>> START
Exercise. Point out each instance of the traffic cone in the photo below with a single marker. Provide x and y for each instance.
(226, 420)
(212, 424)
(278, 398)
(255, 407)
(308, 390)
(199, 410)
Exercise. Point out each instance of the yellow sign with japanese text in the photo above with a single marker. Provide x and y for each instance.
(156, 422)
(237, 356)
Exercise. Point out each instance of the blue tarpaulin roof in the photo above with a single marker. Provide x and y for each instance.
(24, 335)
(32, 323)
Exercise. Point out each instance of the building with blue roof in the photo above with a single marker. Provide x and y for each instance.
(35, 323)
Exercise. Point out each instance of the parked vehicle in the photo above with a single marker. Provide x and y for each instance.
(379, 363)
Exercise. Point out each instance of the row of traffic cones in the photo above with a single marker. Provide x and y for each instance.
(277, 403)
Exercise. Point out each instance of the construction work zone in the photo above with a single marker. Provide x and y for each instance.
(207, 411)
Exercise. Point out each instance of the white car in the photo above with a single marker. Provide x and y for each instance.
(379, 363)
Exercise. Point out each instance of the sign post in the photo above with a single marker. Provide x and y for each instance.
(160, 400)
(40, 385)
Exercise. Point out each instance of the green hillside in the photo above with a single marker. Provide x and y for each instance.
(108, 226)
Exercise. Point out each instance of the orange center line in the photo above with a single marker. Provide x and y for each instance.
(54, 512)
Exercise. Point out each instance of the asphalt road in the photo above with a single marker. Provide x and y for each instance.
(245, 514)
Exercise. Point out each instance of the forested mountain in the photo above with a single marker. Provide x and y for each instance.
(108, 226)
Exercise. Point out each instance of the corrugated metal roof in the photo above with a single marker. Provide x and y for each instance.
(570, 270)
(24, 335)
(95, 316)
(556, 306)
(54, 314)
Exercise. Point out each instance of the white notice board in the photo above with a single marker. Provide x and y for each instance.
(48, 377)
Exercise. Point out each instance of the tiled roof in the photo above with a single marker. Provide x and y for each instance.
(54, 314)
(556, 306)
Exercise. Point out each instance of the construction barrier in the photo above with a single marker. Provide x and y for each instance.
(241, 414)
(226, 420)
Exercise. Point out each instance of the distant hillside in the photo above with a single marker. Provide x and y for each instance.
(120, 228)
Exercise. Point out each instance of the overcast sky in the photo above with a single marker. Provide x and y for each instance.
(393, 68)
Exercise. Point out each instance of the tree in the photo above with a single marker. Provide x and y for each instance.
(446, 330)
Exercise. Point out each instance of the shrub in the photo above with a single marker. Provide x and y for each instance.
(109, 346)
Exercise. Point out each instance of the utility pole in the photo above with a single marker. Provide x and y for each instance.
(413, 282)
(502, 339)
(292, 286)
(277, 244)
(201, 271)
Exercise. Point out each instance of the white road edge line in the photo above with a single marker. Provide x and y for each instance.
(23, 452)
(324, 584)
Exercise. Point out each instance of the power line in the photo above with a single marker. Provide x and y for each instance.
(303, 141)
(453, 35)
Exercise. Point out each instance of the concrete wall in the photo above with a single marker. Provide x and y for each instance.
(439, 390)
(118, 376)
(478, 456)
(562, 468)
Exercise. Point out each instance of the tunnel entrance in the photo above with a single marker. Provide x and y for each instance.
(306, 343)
>> END
Task objective =>
Format every line above as a JSON list of strings, one string per line, leaving out any blank lines.

The response =>
[
  "Exercise. Point out each instance of the traffic cone in the photo below with a single marker. Provide x and y for each instance.",
  "(226, 420)",
  "(212, 424)",
  "(278, 398)",
  "(255, 407)",
  "(308, 390)",
  "(199, 410)",
  "Exercise. Point out each instance of the yellow sign with japanese text in the photo above with a single marker. Provide x and y for each instance.",
  "(156, 422)",
  "(237, 356)",
  "Exercise. Point out each instance of the blue tarpaulin roof in the photo above with a single marker. Provide x and y for each instance.",
  "(24, 335)",
  "(32, 323)",
  "Exercise. Point out each instance of the building with blue roof in the photo above with a single marker. Provide x and y for each instance.",
  "(35, 323)",
  "Exercise. Point out each instance of the parked vehicle in the photo above with a single marker. Provide x and y for each instance.",
  "(379, 363)",
  "Exercise. Point out each instance of the row of traffic cones in the photo above with a single marker. Provide x and y for each instance.",
  "(277, 403)",
  "Exercise. Point out each instance of the construction work zone in the photo above with a single marker. Provide x and y for each instance.",
  "(207, 411)",
  "Exercise. Point out each instance of the white car in the photo above with a single marker. Provide x and y for each instance.",
  "(379, 363)",
  "Exercise. Point out each instance of the sign post in the photo above with a single marker. Provide x and y for each instance.",
  "(160, 400)",
  "(40, 385)",
  "Exercise. Point out each instance of the green hillside in the photo above with a single marker. Provide x and y for each instance.",
  "(108, 226)",
  "Exercise. Point out each instance of the orange center line in the photo above with a single marker. Provide x and y for each instance.",
  "(54, 512)",
  "Exercise. Point out each instance of the asphalt road in the photo above with a single marker. Provide x and y for each instance.",
  "(245, 514)",
  "Exercise. Point out each instance of the forested mountain in the photo above with a single marker. Provide x and y for each instance.",
  "(108, 226)",
  "Exercise. Point out each instance of the corrugated metal roof in the photo above with a single marker. Provide x and y for each instance.",
  "(570, 270)",
  "(24, 335)",
  "(95, 316)",
  "(556, 306)",
  "(54, 314)",
  "Exercise. Point out each instance of the white notice board in the photo above with a single marker. Provide x and y for each instance.",
  "(48, 377)",
  "Exercise. Point out each instance of the tiled roof in the photo above with a single marker. Provide x and y for each instance.",
  "(54, 314)",
  "(556, 306)",
  "Exercise. Point out each instance of the construction barrier in the photo above with a single marker. Provide x and y for each instance.",
  "(241, 414)",
  "(226, 420)",
  "Exercise. Point out each instance of the distant hillside in the photo above with a single marker. Provide x and y for each instance.",
  "(120, 228)",
  "Exercise. Point out each instance of the overcast sky in the photo above with a single marker. Provide x and y for each instance.",
  "(393, 68)",
  "Exercise. Point out each instance of the tree in the photo above with a single marker. Provide x and y for each instance.",
  "(446, 330)",
  "Exercise. Point out each instance of the shrub in the photo above with a single marker. Provide x and y for each instance.",
  "(109, 346)",
  "Exercise. Point out each instance of the utility pole in the photo above with a single marker. Provide x and y for each instance.",
  "(413, 282)",
  "(502, 339)",
  "(292, 286)",
  "(277, 244)",
  "(201, 271)",
  "Exercise. Point out each instance of the white road edge line in the photo above with a single marker. Provide x and y for each instance.",
  "(23, 452)",
  "(324, 584)",
  "Exercise. Point out each instance of the power line in the photo above with a single marker. Provide x and y for each instance.",
  "(303, 141)",
  "(453, 35)",
  "Exercise. Point out each instance of the concrete wall in the photo above with a single marker. Provide x and y for each instance.",
  "(439, 390)",
  "(118, 376)",
  "(478, 456)",
  "(562, 468)",
  "Exercise. Point out each instance of the tunnel entrance in the photo above with a single marker. Provide x and y for each instance.",
  "(306, 343)"
]